Supplied data ▸
===

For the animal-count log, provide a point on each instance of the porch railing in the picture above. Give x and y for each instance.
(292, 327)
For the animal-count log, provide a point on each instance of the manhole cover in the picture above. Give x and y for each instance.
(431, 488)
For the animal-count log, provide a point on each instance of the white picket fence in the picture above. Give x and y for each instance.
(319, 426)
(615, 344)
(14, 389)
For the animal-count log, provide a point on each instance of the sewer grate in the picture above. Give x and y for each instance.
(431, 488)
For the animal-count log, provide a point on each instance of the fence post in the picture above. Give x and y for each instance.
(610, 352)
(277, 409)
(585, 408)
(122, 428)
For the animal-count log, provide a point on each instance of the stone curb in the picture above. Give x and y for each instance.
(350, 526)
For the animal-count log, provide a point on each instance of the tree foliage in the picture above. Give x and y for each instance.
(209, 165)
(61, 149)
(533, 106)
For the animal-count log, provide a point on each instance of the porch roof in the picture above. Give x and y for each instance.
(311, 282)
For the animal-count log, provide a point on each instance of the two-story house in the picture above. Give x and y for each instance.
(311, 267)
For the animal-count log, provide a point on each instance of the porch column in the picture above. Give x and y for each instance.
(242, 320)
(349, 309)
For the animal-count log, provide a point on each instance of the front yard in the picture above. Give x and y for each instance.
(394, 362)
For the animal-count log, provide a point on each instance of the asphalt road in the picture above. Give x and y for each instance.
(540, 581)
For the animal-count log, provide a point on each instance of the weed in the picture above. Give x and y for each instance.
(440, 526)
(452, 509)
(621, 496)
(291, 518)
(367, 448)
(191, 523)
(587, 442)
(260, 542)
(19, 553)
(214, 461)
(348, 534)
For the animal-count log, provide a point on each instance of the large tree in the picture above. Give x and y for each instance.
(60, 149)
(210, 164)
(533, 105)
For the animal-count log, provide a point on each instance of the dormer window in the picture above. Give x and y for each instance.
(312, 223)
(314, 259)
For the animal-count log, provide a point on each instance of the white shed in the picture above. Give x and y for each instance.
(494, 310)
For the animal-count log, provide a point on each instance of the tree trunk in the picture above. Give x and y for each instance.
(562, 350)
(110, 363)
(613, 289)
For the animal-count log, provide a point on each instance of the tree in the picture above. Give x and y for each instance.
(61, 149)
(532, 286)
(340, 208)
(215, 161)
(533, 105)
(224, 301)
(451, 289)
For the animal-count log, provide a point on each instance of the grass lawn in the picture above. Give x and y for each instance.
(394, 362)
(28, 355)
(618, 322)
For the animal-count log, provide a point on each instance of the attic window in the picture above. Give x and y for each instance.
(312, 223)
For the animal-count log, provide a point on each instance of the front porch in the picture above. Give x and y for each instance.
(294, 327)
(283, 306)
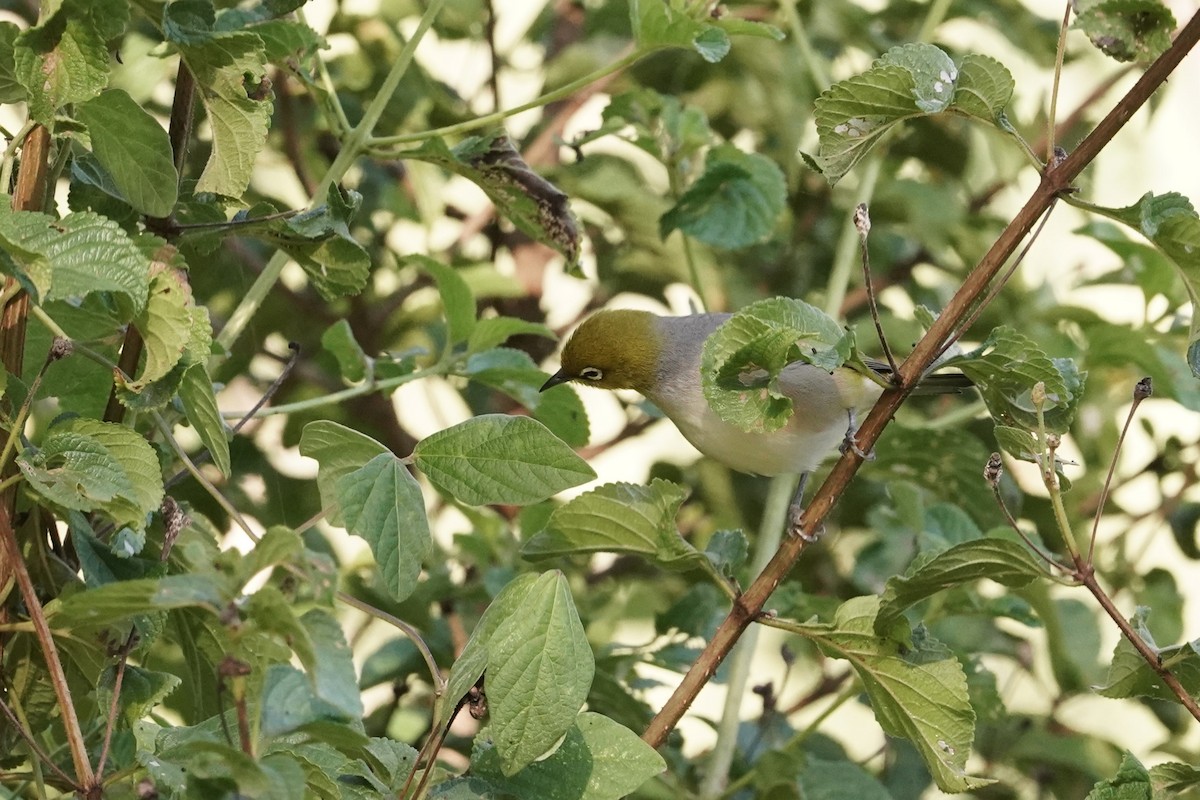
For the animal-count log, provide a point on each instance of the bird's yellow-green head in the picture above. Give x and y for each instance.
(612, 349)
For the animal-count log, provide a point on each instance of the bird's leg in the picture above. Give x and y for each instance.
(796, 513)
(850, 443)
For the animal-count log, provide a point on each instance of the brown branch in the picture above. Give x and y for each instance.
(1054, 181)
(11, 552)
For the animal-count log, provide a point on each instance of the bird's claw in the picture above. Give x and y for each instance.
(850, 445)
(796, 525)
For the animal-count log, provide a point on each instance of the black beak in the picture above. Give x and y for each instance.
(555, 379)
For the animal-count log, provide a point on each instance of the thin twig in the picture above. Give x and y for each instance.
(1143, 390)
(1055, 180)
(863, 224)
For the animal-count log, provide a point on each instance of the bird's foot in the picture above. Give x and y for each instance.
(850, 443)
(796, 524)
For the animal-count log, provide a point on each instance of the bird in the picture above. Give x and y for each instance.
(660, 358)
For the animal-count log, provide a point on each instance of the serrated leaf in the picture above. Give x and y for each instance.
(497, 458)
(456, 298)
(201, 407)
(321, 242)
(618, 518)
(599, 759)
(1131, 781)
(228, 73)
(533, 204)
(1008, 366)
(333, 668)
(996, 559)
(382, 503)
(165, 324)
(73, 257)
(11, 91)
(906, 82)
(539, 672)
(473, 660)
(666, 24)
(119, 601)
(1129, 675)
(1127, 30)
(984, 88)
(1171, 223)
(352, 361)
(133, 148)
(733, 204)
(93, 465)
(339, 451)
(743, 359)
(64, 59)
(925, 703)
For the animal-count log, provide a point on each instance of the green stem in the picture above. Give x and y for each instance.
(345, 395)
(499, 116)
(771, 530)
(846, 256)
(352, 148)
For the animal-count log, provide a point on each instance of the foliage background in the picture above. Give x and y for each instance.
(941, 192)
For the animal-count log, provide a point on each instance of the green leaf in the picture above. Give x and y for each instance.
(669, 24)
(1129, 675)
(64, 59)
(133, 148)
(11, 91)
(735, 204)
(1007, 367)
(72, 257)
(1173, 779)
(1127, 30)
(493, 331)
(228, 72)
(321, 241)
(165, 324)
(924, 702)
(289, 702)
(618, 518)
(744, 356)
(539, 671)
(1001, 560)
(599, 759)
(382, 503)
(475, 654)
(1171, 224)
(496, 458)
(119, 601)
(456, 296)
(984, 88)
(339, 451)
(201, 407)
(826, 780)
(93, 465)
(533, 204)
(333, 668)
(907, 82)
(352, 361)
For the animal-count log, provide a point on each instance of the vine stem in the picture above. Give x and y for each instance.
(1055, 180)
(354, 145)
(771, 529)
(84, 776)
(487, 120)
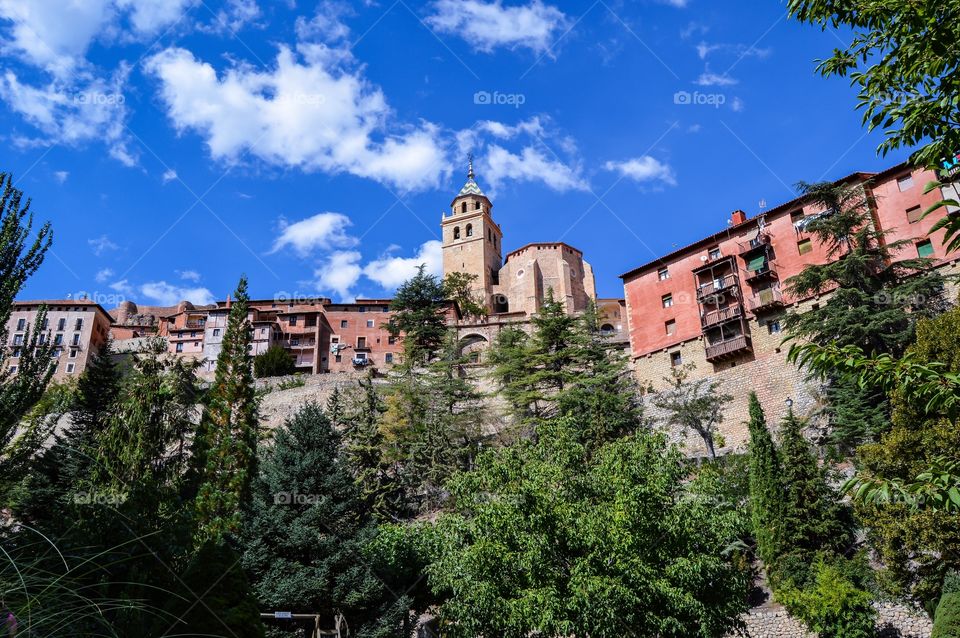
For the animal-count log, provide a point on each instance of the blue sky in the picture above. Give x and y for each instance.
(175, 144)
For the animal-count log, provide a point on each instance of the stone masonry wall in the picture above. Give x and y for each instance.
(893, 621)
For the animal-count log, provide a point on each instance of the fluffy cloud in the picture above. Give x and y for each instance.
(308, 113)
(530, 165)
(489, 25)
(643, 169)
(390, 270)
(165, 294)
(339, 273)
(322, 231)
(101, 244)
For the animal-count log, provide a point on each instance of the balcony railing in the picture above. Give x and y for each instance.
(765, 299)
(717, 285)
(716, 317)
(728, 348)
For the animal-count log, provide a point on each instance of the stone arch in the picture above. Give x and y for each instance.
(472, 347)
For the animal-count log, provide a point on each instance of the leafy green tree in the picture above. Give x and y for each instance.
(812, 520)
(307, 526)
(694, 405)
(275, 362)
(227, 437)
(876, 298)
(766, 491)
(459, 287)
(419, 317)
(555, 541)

===

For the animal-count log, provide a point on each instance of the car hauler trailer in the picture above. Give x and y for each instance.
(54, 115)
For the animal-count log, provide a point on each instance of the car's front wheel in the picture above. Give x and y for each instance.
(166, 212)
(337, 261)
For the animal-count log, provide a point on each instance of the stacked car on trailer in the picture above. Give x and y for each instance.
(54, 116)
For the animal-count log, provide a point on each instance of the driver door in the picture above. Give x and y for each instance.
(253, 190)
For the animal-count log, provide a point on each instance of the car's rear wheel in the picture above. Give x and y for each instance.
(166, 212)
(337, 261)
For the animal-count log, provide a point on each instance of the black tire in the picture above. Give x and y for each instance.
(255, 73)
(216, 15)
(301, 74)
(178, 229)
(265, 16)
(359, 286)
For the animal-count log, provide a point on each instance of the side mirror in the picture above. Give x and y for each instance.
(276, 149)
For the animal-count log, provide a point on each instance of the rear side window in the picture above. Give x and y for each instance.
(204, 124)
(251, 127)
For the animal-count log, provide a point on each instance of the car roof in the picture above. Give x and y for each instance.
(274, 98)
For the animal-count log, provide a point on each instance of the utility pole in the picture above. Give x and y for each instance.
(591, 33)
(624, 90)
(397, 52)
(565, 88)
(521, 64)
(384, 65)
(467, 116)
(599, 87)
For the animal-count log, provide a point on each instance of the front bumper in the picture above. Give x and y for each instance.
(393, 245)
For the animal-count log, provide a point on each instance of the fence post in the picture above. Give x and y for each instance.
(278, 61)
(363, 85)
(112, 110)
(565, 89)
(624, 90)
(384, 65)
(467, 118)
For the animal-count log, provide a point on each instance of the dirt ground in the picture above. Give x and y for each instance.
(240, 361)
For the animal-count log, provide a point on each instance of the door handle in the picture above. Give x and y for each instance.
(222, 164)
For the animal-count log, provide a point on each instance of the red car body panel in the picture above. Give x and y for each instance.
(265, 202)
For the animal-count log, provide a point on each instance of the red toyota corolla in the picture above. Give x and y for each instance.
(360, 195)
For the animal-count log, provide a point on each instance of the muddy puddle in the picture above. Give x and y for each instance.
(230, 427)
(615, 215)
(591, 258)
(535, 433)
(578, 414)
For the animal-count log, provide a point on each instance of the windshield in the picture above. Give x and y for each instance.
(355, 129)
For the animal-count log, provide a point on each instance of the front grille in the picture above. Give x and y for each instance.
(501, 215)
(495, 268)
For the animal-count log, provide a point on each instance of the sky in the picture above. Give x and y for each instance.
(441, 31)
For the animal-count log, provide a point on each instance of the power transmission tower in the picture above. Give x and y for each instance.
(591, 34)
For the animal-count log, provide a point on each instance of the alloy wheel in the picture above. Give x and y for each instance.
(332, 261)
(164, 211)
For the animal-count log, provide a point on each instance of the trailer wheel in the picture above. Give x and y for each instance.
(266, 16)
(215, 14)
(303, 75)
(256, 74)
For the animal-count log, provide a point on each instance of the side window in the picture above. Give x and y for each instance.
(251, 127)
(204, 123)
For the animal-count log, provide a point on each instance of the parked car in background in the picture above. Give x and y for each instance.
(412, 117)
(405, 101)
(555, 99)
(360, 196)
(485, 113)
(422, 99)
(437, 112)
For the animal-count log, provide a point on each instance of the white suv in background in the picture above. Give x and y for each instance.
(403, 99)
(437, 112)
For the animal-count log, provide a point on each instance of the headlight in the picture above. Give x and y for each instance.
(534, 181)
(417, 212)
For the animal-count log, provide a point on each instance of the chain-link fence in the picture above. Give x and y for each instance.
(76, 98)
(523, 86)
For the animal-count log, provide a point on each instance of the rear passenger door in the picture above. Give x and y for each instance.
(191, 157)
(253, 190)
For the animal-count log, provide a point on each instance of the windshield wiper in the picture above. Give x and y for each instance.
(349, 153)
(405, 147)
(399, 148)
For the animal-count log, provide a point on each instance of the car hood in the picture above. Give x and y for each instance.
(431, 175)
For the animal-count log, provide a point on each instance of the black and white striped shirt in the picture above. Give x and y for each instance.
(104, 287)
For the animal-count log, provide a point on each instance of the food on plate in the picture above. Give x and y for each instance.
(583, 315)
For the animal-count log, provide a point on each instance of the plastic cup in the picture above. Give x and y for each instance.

===

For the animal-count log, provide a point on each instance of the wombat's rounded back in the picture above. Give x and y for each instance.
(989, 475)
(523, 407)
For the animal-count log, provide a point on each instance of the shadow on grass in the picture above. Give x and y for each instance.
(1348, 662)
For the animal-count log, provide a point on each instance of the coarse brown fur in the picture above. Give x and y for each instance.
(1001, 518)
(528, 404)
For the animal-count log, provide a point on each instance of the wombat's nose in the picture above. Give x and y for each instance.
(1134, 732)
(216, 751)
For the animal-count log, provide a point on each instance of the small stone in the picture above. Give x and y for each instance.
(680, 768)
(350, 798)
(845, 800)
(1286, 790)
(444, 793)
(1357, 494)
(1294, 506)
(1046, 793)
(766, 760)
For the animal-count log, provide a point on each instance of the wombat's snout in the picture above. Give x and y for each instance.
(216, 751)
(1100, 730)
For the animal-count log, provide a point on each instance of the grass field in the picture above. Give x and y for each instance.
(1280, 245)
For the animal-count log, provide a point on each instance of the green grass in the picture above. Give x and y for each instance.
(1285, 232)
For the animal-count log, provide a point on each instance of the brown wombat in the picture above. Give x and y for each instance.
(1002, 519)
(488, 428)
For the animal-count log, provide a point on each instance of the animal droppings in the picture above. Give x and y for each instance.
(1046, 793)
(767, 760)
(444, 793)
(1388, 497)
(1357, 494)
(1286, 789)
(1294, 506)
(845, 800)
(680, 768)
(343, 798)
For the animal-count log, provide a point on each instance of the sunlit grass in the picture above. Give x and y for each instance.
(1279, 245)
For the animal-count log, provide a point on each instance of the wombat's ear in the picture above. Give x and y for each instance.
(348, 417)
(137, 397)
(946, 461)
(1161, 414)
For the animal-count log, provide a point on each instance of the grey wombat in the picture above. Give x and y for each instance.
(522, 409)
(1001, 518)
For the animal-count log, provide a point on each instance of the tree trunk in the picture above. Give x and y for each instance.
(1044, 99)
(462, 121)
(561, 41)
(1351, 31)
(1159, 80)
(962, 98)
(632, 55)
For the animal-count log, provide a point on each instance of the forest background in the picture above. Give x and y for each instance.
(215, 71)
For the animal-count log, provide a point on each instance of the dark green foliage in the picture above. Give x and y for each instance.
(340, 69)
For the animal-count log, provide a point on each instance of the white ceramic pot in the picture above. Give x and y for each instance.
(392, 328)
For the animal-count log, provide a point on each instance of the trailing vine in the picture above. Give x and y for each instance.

===

Prompt ▸
Output the material above exactly, but only from the line that carries "the black and" through the line that carries "of the plastic".

Response area ▸
For the animal-count log, provide a point on each instance of the black and white striped shirt in the picture above. Give x and y for each instance.
(104, 287)
For the animal-count log, provide a point on each instance of the food on plate in the picture above. Give x and y for each instance.
(583, 315)
For the animal-count log, provide a point on each instance of the plastic cup in the picture above. Give x and y for each instance.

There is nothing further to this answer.